Records from a collection:
= = =

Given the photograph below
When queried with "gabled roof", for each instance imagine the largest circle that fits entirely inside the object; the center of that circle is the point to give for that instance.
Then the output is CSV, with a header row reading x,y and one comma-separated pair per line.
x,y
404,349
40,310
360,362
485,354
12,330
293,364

= = =

**Prompt**.
Each line from the one with "When queried with" through the end of the records above should be written out exactly. No other line should appear.

**Expected answer**.
When queried with "gabled roof", for each instance imagine the largest circle that fits entirely inside the object; the center of that circle is the point to give for that instance.
Then the output is CSV, with a header row reading x,y and one comma-separated pair per line.
x,y
404,349
40,310
360,362
485,354
12,330
293,364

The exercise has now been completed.